* [Text]:
This is it everyone, we have made it to the last prompt of the week. I don’t know about you, but it has been a really long week for me. It has felt like I was walking against a treadmill so that every step I take merely holds me in place instead of moving me forward. I think a weekend of just complete collapse may be what the doctor ordered. Maybe with an apple. but let’s get started on our morning prompt shall we? Getting Friday started off right. So 1…2…3 and off we go.
Okay, I like this one. I can actually see the entire ghost story unfolding and feel my fingers twitch as I want to type it. Not a bad way to end the week.
Friday, May 20th: A low growl came from the shadows.
A low growl came from the shadows. Andrea peered into the shadowed depths. She could see nothing, no flash of teeth no eye shine, not even an indistinct form. She blinked and straightened. ‘Perhaps I’m imagining it,’ she thought.
She looked away but the growl came again, low and deep. Her heart leapt to her throat and she took an involuntary step backwards. That time she knew she heard it. There was no imagining that sound. Even though she couldn’t see anything, Andrea backed away slowly from the house.
‘Maybe it’s just deep enough under the porch that I can’t see it,’ she rationalized.
As she could see the brick wall of the house under the wooden porch, the white mortar shining like strips of silver, she didn’t place much faith in her own rationalization. Still she followed the reasoning she used with any angry animal and backed away slowly so it wouldn’t feel threatened. She had no need to go into the house, a curiosity, but no real need. ‘Especially if something plans on attacking me for trying to knock on the front door,’ she thought.
The minimum wage the company paid her to conduct a door to door survey wasn’t worth a trip to the hospital for an animal bite and the round of potential rabies shots. In truth the wage was enough for host of unpleasantness she had endured during her time here. The company she worked for was not well liked in these parts. After two weeks taking a survey to ask how the locals felt, she was pretty sure the feeling was universal. She had been called names and twice had the hose turned on her for simply mentioning the companies’ name.
This was the last house on the block and she was willing to fill in the comments, pretty certain they wouldn’t differ from any of the neighbors. Andrea stepped off the property and out of the gate. The growls were still coming from under the porch. As she was further away they weren’t as loud, but they were still threatening. She eased the gate closed and without turning her back on the house, she walked around to the driver’s side of her car and got into the driver’s seat. Even with the car door shut and locked there was something threatening and she felt the hair on the back of her neck rise. She pulled away from the curb and drove away from the house. Before she turned off the road and onto the street leading out of the neighborhood, she looked in the rear view mirror.
She blinked in surprise and then shook her head. For a second it looked like there were two people standing on the porch. One held the leash to what looked like a large dog. She looked back into the mirror and they were gone.
Andrea shook her head again and turned onto Fifth street. She was eager to be away from this neighborhood and that house. She didn’t think there was anything especially spooky about it, but there was something that felt off about it. Like air held too long in a closed room. The entire neighborhood had that feel. Andrea tried to shake off the feeling but remained tense until she left it behind. She turned on the more heavily populated street and merged with traffic.
“Maybe it is just because there was so little traffic there.” She shook the thought off as irrelevant. She was done with her survey. She could turn in her papers, collect her last check and never worry about the Morristown neighborhood ever again.

Segmentation mask data
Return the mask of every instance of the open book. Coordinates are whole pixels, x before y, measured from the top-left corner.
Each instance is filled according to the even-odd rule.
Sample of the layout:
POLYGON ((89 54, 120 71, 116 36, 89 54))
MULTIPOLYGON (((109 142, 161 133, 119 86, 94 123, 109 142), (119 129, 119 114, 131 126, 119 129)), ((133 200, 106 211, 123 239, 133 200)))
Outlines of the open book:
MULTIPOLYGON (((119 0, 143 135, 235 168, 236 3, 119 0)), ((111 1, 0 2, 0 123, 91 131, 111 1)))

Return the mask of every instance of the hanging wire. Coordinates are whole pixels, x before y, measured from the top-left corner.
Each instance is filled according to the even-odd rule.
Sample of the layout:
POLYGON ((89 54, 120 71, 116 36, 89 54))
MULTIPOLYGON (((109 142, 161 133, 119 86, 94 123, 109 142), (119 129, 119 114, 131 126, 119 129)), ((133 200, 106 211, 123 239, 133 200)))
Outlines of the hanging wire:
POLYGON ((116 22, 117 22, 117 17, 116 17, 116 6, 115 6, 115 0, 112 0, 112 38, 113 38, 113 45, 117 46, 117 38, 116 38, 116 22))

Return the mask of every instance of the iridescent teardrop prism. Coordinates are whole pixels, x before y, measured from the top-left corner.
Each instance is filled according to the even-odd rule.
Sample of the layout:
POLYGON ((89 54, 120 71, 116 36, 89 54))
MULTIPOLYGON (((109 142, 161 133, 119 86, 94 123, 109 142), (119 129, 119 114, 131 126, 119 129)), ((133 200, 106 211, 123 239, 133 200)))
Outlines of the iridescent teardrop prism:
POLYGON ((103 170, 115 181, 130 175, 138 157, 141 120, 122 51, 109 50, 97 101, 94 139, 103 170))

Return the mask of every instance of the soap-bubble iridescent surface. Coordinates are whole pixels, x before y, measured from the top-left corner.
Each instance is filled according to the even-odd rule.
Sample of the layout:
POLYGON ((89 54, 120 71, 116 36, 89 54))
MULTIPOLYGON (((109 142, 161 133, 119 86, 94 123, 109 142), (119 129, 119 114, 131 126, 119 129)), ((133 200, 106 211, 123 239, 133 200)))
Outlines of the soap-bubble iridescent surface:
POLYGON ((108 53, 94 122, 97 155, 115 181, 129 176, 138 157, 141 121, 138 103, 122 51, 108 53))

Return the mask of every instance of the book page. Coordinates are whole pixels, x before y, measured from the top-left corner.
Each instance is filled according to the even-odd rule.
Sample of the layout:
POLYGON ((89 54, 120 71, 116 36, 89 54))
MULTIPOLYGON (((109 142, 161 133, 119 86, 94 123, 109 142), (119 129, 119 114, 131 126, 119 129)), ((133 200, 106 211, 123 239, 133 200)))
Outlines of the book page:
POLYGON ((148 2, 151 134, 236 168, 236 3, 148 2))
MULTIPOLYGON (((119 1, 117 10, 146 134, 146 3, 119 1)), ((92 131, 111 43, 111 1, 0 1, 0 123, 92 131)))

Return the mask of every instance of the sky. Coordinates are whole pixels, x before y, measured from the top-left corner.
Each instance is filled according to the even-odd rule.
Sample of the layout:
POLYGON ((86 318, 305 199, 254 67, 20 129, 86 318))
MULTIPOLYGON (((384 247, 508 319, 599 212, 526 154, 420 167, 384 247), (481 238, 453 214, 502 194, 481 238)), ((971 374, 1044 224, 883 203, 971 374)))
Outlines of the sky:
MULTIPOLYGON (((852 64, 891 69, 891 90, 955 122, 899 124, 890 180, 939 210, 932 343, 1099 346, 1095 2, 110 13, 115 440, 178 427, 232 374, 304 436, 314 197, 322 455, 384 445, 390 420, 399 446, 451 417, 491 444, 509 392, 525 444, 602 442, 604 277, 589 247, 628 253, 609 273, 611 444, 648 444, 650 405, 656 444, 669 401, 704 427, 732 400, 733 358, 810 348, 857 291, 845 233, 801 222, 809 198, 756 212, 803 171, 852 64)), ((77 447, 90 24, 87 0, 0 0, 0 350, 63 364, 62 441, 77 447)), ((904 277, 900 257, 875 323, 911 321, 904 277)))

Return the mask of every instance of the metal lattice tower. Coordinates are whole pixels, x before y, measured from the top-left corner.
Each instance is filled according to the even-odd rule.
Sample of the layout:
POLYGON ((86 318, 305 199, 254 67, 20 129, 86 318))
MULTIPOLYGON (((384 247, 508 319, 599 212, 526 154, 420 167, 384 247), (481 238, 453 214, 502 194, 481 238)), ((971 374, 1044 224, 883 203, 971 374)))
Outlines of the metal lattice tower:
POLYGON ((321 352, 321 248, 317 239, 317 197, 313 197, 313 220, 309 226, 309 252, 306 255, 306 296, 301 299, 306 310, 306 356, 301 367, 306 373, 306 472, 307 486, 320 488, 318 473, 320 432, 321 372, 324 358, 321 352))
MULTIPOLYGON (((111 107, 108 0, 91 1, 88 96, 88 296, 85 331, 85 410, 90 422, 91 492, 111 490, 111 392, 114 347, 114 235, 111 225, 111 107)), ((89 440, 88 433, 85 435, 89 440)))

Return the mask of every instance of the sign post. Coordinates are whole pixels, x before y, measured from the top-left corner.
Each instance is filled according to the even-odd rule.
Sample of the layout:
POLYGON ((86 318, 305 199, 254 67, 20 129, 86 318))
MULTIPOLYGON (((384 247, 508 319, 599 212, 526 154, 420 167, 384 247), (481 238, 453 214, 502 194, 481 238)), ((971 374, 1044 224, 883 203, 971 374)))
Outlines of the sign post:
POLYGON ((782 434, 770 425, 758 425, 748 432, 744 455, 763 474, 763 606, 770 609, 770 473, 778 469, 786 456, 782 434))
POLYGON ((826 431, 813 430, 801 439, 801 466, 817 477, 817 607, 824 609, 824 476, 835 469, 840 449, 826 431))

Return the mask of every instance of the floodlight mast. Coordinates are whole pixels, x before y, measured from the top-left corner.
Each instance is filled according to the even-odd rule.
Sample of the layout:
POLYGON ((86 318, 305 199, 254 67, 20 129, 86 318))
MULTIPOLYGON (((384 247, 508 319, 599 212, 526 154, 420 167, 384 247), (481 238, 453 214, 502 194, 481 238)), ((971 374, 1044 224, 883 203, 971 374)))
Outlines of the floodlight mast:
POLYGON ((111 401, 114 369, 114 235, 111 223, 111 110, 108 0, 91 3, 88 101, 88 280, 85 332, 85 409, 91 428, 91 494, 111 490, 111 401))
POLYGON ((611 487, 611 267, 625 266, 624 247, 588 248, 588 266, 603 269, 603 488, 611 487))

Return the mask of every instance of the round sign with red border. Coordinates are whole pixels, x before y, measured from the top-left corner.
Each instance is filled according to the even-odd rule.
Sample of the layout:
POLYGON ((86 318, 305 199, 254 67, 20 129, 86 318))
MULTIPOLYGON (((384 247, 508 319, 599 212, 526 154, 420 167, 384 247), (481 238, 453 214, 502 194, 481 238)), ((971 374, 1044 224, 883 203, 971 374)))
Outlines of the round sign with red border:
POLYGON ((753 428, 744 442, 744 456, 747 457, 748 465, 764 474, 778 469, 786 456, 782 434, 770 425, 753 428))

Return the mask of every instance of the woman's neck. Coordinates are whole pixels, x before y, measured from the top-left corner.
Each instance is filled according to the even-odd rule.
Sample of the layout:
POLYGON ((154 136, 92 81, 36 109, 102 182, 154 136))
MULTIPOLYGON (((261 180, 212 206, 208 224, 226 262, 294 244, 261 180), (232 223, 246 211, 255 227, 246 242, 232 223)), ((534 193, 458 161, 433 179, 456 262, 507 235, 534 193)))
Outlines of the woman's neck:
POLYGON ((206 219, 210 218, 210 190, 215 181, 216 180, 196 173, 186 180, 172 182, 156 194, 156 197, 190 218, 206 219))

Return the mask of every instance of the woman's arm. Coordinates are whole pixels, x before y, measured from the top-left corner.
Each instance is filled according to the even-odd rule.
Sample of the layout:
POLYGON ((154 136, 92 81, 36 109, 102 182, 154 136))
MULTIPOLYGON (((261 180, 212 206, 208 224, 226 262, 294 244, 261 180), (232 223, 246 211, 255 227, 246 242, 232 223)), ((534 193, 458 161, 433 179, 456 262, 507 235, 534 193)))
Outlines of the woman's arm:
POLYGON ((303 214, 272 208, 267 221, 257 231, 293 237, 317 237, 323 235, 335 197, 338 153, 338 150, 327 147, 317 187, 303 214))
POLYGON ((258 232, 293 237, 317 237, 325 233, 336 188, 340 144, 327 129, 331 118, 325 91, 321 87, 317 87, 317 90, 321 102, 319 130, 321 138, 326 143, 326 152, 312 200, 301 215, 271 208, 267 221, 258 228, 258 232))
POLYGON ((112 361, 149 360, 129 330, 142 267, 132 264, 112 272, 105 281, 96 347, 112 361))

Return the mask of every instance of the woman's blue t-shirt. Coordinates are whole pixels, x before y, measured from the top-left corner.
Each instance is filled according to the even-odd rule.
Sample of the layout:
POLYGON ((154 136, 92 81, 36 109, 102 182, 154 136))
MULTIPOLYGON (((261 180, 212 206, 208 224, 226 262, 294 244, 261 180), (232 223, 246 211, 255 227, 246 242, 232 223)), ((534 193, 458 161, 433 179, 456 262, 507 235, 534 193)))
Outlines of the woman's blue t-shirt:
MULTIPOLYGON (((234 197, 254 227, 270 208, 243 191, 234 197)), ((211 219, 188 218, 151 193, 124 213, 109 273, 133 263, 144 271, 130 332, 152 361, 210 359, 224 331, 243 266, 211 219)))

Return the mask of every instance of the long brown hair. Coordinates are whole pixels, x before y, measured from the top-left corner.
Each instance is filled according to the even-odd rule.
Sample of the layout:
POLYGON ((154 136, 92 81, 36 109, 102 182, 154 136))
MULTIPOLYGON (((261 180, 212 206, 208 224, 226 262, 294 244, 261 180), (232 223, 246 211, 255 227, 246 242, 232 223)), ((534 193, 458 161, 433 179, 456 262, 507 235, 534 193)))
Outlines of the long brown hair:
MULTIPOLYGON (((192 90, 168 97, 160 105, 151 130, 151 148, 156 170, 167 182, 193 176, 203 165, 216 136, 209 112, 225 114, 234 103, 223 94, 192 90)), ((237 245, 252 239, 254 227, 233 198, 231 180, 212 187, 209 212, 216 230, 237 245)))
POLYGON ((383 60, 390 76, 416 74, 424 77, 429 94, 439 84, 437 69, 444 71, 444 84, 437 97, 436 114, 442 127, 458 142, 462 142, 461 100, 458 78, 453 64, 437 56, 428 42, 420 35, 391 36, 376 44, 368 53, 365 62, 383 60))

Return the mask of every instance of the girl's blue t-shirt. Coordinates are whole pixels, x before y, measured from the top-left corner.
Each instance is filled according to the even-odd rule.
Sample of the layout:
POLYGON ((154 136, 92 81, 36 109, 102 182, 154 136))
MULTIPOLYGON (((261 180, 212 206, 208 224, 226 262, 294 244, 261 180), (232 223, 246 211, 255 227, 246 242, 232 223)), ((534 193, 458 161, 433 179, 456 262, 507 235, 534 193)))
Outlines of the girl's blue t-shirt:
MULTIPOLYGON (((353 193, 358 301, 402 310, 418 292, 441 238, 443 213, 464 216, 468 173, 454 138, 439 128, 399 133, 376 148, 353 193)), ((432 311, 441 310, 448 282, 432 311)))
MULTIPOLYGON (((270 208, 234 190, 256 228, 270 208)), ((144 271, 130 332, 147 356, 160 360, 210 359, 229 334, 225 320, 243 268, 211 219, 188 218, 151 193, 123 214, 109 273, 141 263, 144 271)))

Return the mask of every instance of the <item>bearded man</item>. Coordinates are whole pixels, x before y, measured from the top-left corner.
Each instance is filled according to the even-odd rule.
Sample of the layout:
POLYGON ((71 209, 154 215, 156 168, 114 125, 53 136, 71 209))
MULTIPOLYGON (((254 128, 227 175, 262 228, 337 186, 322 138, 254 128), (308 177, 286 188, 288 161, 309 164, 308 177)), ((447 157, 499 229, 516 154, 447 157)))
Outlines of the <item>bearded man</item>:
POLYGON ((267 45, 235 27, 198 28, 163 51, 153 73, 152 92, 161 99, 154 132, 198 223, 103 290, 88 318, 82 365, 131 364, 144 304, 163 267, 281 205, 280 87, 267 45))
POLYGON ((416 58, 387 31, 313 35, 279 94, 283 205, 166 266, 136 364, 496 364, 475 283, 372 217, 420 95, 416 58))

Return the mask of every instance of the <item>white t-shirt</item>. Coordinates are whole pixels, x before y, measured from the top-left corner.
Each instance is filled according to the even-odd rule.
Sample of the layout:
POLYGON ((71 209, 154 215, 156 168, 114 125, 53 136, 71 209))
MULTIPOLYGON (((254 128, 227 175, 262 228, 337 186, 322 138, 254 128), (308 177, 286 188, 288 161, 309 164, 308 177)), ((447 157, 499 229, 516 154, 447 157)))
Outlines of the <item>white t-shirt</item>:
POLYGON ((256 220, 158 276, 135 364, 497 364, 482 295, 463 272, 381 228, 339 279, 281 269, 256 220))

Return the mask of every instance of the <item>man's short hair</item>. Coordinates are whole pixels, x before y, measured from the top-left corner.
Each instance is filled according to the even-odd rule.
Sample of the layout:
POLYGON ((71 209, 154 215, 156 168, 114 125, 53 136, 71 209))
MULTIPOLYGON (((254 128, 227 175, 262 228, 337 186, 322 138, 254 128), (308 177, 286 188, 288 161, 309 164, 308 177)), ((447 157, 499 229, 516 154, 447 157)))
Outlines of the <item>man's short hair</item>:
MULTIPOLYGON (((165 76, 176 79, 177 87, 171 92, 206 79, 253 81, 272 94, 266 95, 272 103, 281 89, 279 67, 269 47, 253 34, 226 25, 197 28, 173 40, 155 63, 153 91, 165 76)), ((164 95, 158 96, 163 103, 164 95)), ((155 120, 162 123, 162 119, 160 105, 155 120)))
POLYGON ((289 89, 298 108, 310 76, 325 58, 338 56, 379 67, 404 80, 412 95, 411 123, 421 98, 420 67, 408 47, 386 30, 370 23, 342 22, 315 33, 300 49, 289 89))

* [Work item]: Update the story from "She looked away" up to and including "door,’ she thought." by changing "porch" to "veranda", and write out that revised part.

* [Reply]:
She looked away but the growl came again, low and deep. Her heart leapt to her throat and she took an involuntary step backwards. That time she knew she heard it. There was no imagining that sound. Even though she couldn’t see anything, Andrea backed away slowly from the house.
‘Maybe it’s just deep enough under the veranda that I can’t see it,’ she rationalized.
As she could see the brick wall of the house under the wooden veranda, the white mortar shining like strips of silver, she didn’t place much faith in her own rationalization. Still she followed the reasoning she used with any angry animal and backed away slowly so it wouldn’t feel threatened. She had no need to go into the house, a curiosity, but no real need. ‘Especially if something plans on attacking me for trying to knock on the front door,’ she thought.